Lines holding the string "instance" are the ones to copy; find them all in the data.

════════════════════

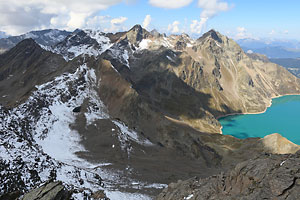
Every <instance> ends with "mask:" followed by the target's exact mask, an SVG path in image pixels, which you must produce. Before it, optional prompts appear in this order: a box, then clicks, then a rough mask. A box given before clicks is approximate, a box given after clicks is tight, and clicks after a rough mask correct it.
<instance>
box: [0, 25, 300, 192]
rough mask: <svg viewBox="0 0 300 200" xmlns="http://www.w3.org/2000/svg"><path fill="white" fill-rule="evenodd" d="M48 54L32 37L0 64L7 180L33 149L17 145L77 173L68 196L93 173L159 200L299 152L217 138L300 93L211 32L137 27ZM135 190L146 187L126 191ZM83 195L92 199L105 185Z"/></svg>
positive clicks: (285, 149) (288, 80)
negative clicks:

════════════════════

The completed task:
Every <instance> ends with "mask:" followed by the target's exact mask, an SVG path in image pixels, which you must produce. Before it, optional prompts appear in this order: a box, then clicks, then a rough mask. A box given before clicks is approximate, a box given after clicks is tight, and clicks after a rough mask correct it.
<instance>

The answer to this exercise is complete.